-- BEGIN Passage provided --

Aff FW pt 1

This is something I have written about repeatedly  and yet people still make bad framework arguments, its almost as if not everyone on the planet does everything I tell them to do- crazy right?


Anywhoo- I’m not going to rehash all the reasons “status quo or a competitive policy option” or “we get to weigh our aff” are stupid- if I haven’t convinced you at this point I recognize the game is lost. So what I would like to do in this post is give some examples of what I think are more effective affirmative framework arguments and explain when you should deploy them. That last part is key- framework is not something you need in every round, it is more of a last ditch effort to save yourself when the neg has done something so egregious that you will be unable to win without a framework argument. If the neg reads a reps K and you have a solid defense of security or whatever than it is generally much easier to win on substance than on theory- judges are more likely to vote on it, the neg is probably less prepared for it etc.


Generally, you want your framework to be the following: something that allows for the maximum amount of kritik ground while still excluding whatever the negative did that you think is not acceptable. This kind of framework allows you to best “no link” many of the common negative responses to framework about K education being important because you allow for  a large variety of K arguments.

-- END Passage provided --

■ Short problem A ■
Set out every line of the records below as a numbered list, omitting any blank lines.

-- BEGIN Excerpted records --

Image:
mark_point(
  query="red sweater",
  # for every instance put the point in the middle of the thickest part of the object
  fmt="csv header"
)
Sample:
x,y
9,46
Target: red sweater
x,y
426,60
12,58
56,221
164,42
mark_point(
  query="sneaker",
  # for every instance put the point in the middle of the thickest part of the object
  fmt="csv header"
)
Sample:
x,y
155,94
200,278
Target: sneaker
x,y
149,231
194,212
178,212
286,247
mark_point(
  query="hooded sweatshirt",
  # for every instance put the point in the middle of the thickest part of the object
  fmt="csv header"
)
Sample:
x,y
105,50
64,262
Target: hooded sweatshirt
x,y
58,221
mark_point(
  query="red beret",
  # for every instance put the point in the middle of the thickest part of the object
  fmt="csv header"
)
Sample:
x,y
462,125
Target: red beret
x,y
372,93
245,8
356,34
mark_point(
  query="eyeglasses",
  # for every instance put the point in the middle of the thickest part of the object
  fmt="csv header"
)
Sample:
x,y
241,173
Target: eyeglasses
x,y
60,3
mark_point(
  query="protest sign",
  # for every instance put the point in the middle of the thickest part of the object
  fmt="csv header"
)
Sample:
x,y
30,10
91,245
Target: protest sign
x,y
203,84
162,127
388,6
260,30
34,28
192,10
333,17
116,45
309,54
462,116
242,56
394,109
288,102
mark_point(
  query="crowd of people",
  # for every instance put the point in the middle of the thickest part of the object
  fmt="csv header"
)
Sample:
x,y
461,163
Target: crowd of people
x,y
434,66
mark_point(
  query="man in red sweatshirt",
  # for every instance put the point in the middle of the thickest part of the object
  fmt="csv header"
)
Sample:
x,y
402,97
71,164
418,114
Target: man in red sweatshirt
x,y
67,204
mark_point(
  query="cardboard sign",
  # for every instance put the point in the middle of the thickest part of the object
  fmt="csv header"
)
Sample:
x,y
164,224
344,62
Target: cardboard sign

-- END Excerpted records --

■ Short problem B ■
In two sentences, summarize the post on affirmative framework arguments.

■ Full response A ■
1. Image:
2. mark_point(
3.   query="red sweater",
4.   # for every instance put the point in the middle of the thickest part of the object
5.   fmt="csv header"
6. )
7. Sample:
8. x,y
9. 9,46
10. Target: red sweater
11. x,y
12. 426,60
13. 12,58
14. 56,221
15. 164,42
16. mark_point(
17.   query="sneaker",
18.   # for every instance put the point in the middle of the thickest part of the object
19.   fmt="csv header"
20. )
21. Sample:
22. x,y
23. 155,94
24. 200,278
25. Target: sneaker
26. x,y
27. 149,231
28. 194,212
29. 178,212
30. 286,247
31. mark_point(
32.   query="hooded sweatshirt",
33.   # for every instance put the point in the middle of the thickest part of the object
34.   fmt="csv header"
35. )
36. Sample:
37. x,y
38. 105,50
39. 64,262
40. Target: hooded sweatshirt
41. x,y
42. 58,221
43. mark_point(
44.   query="red beret",
45.   # for every instance put the point in the middle of the thickest part of the object
46.   fmt="csv header"
47. )
48. Sample:
49. x,y
50. 462,125
51. Target: red beret
52. x,y
53. 372,93
54. 245,8
55. 356,34
56. mark_point(
57.   query="eyeglasses",
58.   # for every instance put the point in the middle of the thickest part of the object
59.   fmt="csv header"
60. )
61. Sample:
62. x,y
63. 241,173
64. Target: eyeglasses
65. x,y
66. 60,3
67. mark_point(
68.   query="protest sign",
69.   # for every instance put the point in the middle of the thickest part of the object
70.   fmt="csv header"
71. )
72. Sample:
73. x,y
74. 30,10
75. 91,245
76. Target: protest sign
77. x,y
78. 203,84
79. 162,127
80. 388,6
81. 260,30
82. 34,28
83. 192,10
84. 333,17
85. 116,45
86. 309,54
87. 462,116
88. 242,56
89. 394,109
90. 288,102
91. mark_point(
92.   query="crowd of people",
93.   # for every instance put the point in the middle of the thickest part of the object
94.   fmt="csv header"
95. )
96. Sample:
97. x,y
98. 461,163
99. Target: crowd of people
100. x,y
101. 434,66
102. mark_point(
103.   query="man in red sweatshirt",
104.   # for every instance put the point in the middle of the thickest part of the object
105.   fmt="csv header"
106. )
107. Sample:
108. x,y
109. 402,97
110. 71,164
111. 418,114
112. Target: man in red sweatshirt
113. x,y
114. 67,204
115. mark_point(
116.   query="cardboard sign",
117.   # for every instance put the point in the middle of the thickest part of the object
118.   fmt="csv header"
119. )
120. Sample:
121. x,y
122. 164,224
123. 344,62
124. Target: cardboard sign

■ Full response B ■
The author declines to rehash why certain framework arguments are weak and instead offers more effective affirmative framework arguments and guidance on when to use them, noting that framework is a last-ditch effort needed only when the negative has done something egregious. The best framework allows the maximum amount of kritik ground while still excluding whatever the negative did that is unacceptable, which makes it easier to "no link" common negative claims that K education is important.